An anonymous reader shares a BBC report: There should be a ban on the import of sex robots designed to look like children, the author of a new report into the phenomenon has said. Prof Noel Sharkey said that society as a whole needed to consider the impact of all types of sex robots. His Foundation for Responsible Robotics has conducted a consultation on the issue. Only a handful of companies were currently making sex robots, said Prof Sharkey. But, he added, the upcoming robot revolution could change that. The report, Our sexual future with robots, was written to focus attention on an issue barely discussed at the moment, he said. The report acknowledged that finding out how many people actually owned such robots was difficult because the companies that made them did not release the numbers. But, said Prof Sharkey, it was time society woke up to a possible future where humans and robots had sex. "We do need policymakers to look at it and the general public to decide what is acceptable and permissible," he said. "We need to think as a society what we want to do about it. I don't know the answers -- I am just asking the questions."

15 of 597 comments (clear)

  1. There Ought To Be A Law by mentil · · Score: 4, Interesting

    There should be a ban on [,,,]

    Almost any time someone says these words, the response should be "No, no there shouldn't." Look at how many shitty, obsolete laws are still on the books that don't reflect modern societal values (e.g. Chicken Tax, alimony) that are unlikely to get stricken despite that, even if they're still enforced. We should be loathe to put new, poorly-thought-out laws on the books that are premised on tenuous social values, given this fact. Next year's headline: "After new study, sex offenders leaving prison given mandatory sexbots."

    --
    Corruption is convincing someone that the selfless ideal is the same as their selfish ideal.
    1. Re:There Ought To Be A Law by rickyslashdot · · Score: 3, Interesting

      Damn! I'd mod this up +1 as RELEVANT and up +1 as Well Thought Out if I had any mod points left.

      Seems like it's a lose-lose situation when a law can't be voided when more than 1/3 of the people in the country want it to be GONE, and even worse when MORE than half want a law revoked but can't get it NULL'ed out.

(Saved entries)
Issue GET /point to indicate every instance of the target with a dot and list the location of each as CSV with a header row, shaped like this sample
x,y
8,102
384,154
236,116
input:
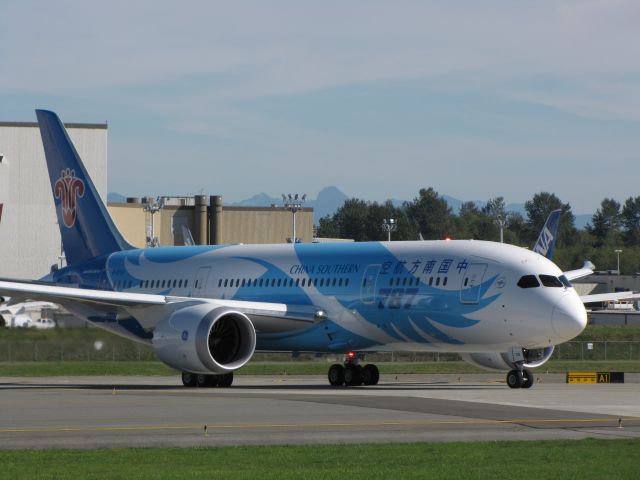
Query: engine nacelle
x,y
205,339
503,361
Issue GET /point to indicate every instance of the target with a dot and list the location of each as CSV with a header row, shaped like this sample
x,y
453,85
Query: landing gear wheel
x,y
189,379
225,380
515,379
336,375
353,375
370,374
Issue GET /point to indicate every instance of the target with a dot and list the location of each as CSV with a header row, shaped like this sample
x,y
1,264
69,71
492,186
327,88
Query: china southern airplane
x,y
206,309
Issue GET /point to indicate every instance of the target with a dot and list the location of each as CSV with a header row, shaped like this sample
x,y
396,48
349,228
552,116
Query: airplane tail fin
x,y
85,225
546,243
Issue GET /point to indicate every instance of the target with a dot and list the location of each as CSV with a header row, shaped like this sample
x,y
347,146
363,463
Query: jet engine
x,y
205,339
502,361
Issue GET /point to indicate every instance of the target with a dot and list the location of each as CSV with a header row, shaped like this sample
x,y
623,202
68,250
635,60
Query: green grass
x,y
584,459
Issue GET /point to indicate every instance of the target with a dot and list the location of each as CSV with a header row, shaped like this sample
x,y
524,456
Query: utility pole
x,y
153,207
500,222
293,203
389,226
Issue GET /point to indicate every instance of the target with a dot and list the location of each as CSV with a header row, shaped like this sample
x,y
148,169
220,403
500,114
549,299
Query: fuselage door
x,y
471,281
368,287
200,285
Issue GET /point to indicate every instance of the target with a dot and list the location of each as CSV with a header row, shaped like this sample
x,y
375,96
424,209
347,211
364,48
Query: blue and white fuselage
x,y
411,296
207,309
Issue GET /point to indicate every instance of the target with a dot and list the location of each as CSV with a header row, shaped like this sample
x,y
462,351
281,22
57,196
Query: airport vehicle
x,y
206,309
27,315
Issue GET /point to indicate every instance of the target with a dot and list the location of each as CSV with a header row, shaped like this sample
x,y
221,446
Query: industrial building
x,y
208,220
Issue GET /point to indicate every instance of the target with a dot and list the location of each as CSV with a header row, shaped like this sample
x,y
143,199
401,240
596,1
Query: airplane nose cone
x,y
569,317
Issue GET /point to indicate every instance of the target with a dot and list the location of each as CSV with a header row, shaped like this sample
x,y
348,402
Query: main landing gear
x,y
207,381
520,378
352,373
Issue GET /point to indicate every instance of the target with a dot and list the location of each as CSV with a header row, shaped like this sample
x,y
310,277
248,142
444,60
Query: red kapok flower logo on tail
x,y
68,188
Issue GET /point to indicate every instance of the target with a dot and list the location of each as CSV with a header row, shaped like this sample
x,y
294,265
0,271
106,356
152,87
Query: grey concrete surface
x,y
93,412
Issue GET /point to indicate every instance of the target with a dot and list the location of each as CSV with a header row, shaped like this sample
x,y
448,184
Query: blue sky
x,y
476,99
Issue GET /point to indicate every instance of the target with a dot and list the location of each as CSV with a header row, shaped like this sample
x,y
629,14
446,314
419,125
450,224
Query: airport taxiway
x,y
93,412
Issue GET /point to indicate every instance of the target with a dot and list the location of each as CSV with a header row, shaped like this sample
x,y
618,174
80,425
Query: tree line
x,y
614,226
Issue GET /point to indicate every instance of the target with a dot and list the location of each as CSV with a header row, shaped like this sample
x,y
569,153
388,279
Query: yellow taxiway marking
x,y
246,426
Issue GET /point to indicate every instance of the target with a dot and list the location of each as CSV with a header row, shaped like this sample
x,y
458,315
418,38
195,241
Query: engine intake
x,y
205,339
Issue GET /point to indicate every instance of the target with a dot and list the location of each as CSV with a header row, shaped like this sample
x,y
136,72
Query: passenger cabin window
x,y
565,281
528,281
550,281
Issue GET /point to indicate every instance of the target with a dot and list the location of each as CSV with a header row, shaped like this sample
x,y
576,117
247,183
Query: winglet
x,y
546,243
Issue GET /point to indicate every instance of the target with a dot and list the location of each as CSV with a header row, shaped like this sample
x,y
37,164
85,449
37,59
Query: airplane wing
x,y
265,316
586,270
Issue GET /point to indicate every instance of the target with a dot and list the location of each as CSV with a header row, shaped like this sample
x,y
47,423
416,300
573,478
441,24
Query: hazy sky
x,y
474,98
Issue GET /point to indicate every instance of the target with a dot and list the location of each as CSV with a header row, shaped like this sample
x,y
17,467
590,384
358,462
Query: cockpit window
x,y
528,281
550,281
565,281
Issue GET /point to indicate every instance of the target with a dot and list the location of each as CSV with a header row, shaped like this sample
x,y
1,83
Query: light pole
x,y
293,203
618,252
153,207
500,222
389,226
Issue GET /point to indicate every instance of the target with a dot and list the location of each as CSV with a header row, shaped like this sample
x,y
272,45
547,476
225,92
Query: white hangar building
x,y
29,234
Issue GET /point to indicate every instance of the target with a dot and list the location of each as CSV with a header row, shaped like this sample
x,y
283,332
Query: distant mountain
x,y
113,197
259,200
329,199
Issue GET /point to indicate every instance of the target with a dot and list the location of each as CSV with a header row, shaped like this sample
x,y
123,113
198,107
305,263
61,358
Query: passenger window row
x,y
151,284
531,281
282,282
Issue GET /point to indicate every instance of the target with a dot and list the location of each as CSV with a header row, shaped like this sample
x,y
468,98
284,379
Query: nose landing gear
x,y
520,378
351,373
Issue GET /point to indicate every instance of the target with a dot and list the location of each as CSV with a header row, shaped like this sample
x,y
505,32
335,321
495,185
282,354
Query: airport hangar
x,y
29,236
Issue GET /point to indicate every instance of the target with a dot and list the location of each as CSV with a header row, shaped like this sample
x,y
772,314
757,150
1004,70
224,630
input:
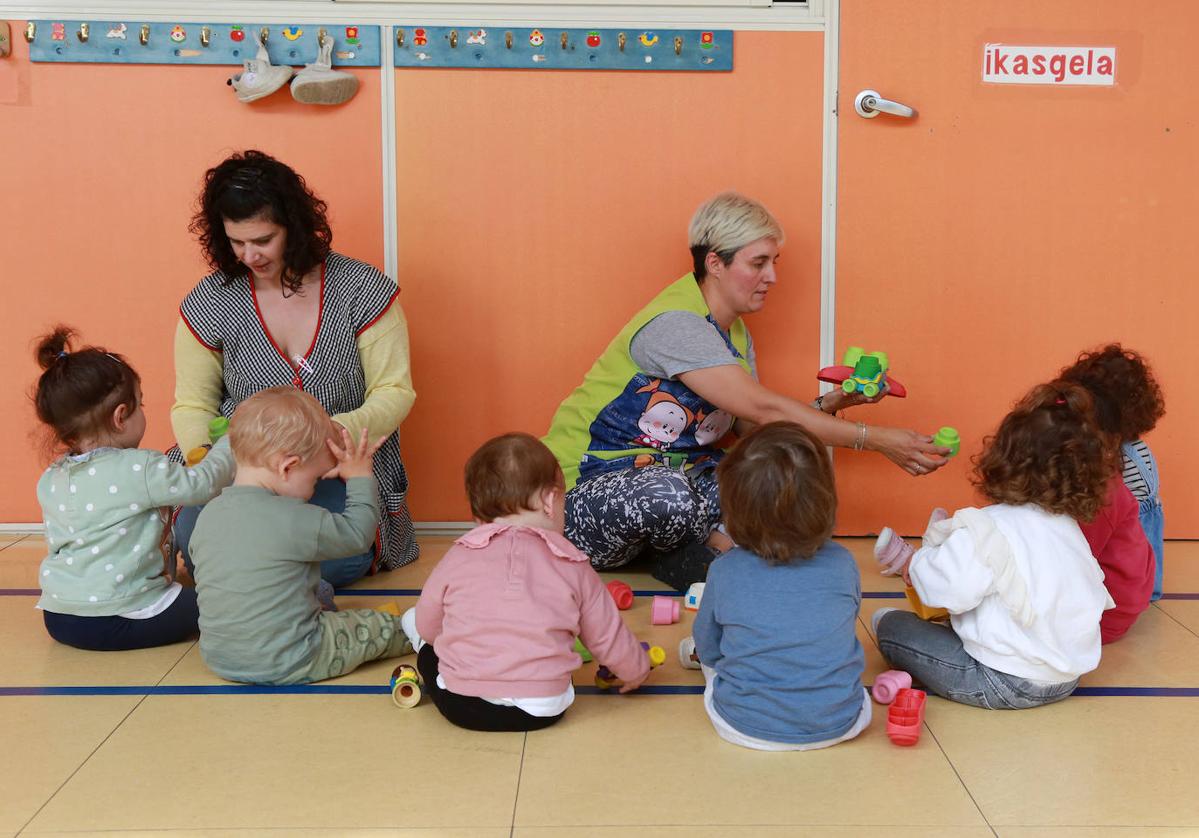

▸ Activities:
**a.** In the sex robot page, what is the title of Prof Noel Sharkey's report?
**b.** List every name or username of a person that appears in the sex robot page.
**c.** Extend the sex robot page past its last line.

▸ Expected results:
**a.** Our sexual future with robots

**b.** Noel Sharkey, mentil, rickyslashdot

**c.**
      Simple resolution (OK, so it's simplISTIC), but it should take 2/3 of the population to implement a law, but only 1/3 to delete a law - - - things would get MUCH better within a single year. (note that with 2/3 and 1/3 ALL voting, it could be a stalemate, hence a NULL operand on the law - i.e. NOT passed).

      AND, with this simplistic setup, we wouldn't need to go through "the year they killed all the lawyers".

      --
      redneck geek
  2. Re:Let's do some research first by hawguy · · Score: 4, Interesting

    You are going to hell if you have sex with your wife. According to the Catholics, the singular purpose of sex is procreation. Any other reason is a sin. You may as well turn gay.

    Fortunately, we don't don't believe in mythical magical beings.

  3. Re:Make their USE/DISPLAY illegal... by Dog-Cow · · Score: 4, Interesting

    You don't make any sense. Why would someone who is already attracted to children start raping them if he masturbates with a robot? If he's not raping them before the robot is available to function as an outlet, why would he start after?

  4. Re:Let's do some research first by gijoel · · Score: 1, Interesting

    Given a choice I'm sure a pedophile would always try to have sex with a human child rather than a robot one. Because in the depths of their hearts they don't believe what they are doing is wrong. I don't think many actual pedophiles would use this type of technology. Nor do I think that this type of technology would encourage pedophilia any more than inflatable sheep encourage bestiality.

  5. Re:Let's do some research first by Anonymous Coward · · Score: 2, Interesting

    The thing is, they are not given a choice. Having sex with an actual child is illegal, in the hopes that the threat of jail will make more pick the alternatives over having sex with real children.

    But as soon as they start picking the alternatives, we are very quick to make them illegal also. It's like we don't actually want them to pick the alternatives after all.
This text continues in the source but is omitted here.